[Excerpt to read]
%%

Sam Phillips's parents were tenant farmers near Florence, Alabama. Phillips, born in January 1923, was the youngest of eight. "I grew up around the blues of the mid-South and always felt that the people who played this music had not been given the opportunity to reach an audience," he told researcher Martin Hawkins in 1984.

By 1945 he had landed a job at radio station WREC in Memphis. By luck or by chance the right man had come to the right city at exactly the right period of time. The music – its quality and its quantity – made Phillips think. "I may not know much but I do know sound," he said. "And here I am thinking about opening a recording studio for one reason – to record black music." He signed a lease on a studio and opened for business in January 1950.

%%

[Listed entries]
%%

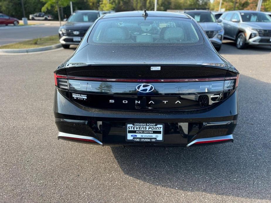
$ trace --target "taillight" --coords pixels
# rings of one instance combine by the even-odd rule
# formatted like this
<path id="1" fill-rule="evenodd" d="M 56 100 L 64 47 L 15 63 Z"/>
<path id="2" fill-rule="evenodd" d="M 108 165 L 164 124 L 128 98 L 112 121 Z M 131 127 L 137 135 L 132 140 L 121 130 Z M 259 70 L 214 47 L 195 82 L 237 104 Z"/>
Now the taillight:
<path id="1" fill-rule="evenodd" d="M 54 84 L 58 87 L 65 90 L 69 89 L 69 84 L 67 76 L 66 75 L 57 75 L 54 73 Z"/>
<path id="2" fill-rule="evenodd" d="M 238 86 L 238 83 L 239 82 L 239 74 L 237 74 L 236 76 L 236 80 L 235 82 L 235 88 Z"/>
<path id="3" fill-rule="evenodd" d="M 228 77 L 225 78 L 224 90 L 230 91 L 237 88 L 239 81 L 239 74 L 236 76 Z"/>

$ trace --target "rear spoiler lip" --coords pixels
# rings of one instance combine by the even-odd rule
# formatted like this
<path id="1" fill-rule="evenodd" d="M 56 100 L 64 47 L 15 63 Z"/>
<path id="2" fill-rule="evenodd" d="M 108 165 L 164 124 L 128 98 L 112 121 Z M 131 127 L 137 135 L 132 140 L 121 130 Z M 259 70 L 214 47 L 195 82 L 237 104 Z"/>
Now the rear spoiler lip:
<path id="1" fill-rule="evenodd" d="M 206 67 L 212 67 L 217 68 L 223 68 L 228 70 L 228 68 L 226 63 L 96 63 L 94 62 L 67 62 L 64 64 L 65 68 L 71 67 L 80 67 L 83 66 L 199 66 Z"/>

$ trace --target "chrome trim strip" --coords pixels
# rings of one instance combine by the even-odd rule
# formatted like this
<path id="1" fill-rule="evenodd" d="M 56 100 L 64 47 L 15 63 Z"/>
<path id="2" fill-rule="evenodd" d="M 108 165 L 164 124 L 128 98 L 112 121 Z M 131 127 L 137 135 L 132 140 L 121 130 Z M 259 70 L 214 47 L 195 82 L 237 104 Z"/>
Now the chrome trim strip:
<path id="1" fill-rule="evenodd" d="M 93 80 L 93 81 L 108 81 L 111 82 L 118 81 L 125 82 L 203 82 L 204 81 L 216 81 L 217 80 L 224 80 L 225 77 L 213 78 L 188 78 L 187 79 L 124 79 L 122 78 L 108 78 L 81 77 L 72 75 L 68 75 L 68 79 L 79 80 Z"/>
<path id="2" fill-rule="evenodd" d="M 196 142 L 198 142 L 212 141 L 213 140 L 228 140 L 229 139 L 233 140 L 233 137 L 232 135 L 224 135 L 223 136 L 219 136 L 218 137 L 212 137 L 201 138 L 200 139 L 197 139 L 188 144 L 186 145 L 186 147 L 188 147 L 189 146 L 191 146 L 193 144 L 194 144 L 196 143 Z"/>
<path id="3" fill-rule="evenodd" d="M 210 125 L 224 125 L 233 124 L 235 121 L 220 121 L 217 122 L 203 122 L 203 126 L 209 126 Z"/>
<path id="4" fill-rule="evenodd" d="M 83 136 L 82 135 L 74 135 L 73 134 L 70 134 L 65 133 L 62 133 L 62 132 L 59 132 L 58 133 L 58 135 L 57 135 L 57 139 L 59 140 L 60 137 L 73 137 L 74 138 L 79 138 L 81 139 L 86 139 L 86 140 L 93 140 L 95 141 L 97 143 L 100 144 L 101 145 L 103 145 L 102 142 L 100 142 L 96 138 L 94 138 L 92 137 L 88 137 L 88 136 Z M 78 140 L 80 141 L 80 140 Z"/>

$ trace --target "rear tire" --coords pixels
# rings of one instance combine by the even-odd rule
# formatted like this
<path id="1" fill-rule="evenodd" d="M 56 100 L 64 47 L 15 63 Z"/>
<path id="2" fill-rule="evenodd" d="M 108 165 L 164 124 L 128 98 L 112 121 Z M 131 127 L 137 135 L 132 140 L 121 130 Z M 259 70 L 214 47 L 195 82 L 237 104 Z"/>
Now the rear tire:
<path id="1" fill-rule="evenodd" d="M 70 48 L 69 44 L 62 44 L 62 47 L 64 49 L 69 49 Z"/>
<path id="2" fill-rule="evenodd" d="M 246 47 L 246 37 L 243 32 L 239 33 L 236 38 L 236 47 L 238 49 L 242 49 Z"/>
<path id="3" fill-rule="evenodd" d="M 221 48 L 221 46 L 220 46 L 220 47 L 217 47 L 215 48 L 215 49 L 216 49 L 216 50 L 218 51 L 219 51 L 220 50 L 220 49 Z"/>

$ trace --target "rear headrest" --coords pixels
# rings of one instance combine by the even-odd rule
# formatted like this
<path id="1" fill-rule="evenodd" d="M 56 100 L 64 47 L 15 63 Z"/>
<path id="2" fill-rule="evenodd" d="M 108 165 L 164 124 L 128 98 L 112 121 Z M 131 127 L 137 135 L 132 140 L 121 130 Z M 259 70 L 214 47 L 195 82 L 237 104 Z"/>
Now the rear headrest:
<path id="1" fill-rule="evenodd" d="M 164 34 L 164 39 L 183 40 L 184 33 L 180 27 L 167 27 Z"/>
<path id="2" fill-rule="evenodd" d="M 110 27 L 105 32 L 105 40 L 112 41 L 114 40 L 127 39 L 130 34 L 126 27 Z"/>
<path id="3" fill-rule="evenodd" d="M 165 34 L 165 32 L 168 28 L 167 27 L 164 27 L 161 29 L 160 31 L 160 39 L 164 39 L 164 35 Z"/>
<path id="4" fill-rule="evenodd" d="M 137 35 L 137 42 L 153 42 L 154 37 L 151 35 Z"/>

%%

[Aim of the exercise] Reproduce the passage about Sam Phillips from "Sam Phillips's parents" to "Hawkins in 1984.", substituting "sharecroppers" for "tenant farmers".

[Result]
Sam Phillips's parents were sharecroppers near Florence, Alabama. Phillips, born in January 1923, was the youngest of eight. "I grew up around the blues of the mid-South and always felt that the people who played this music had not been given the opportunity to reach an audience," he told researcher Martin Hawkins in 1984.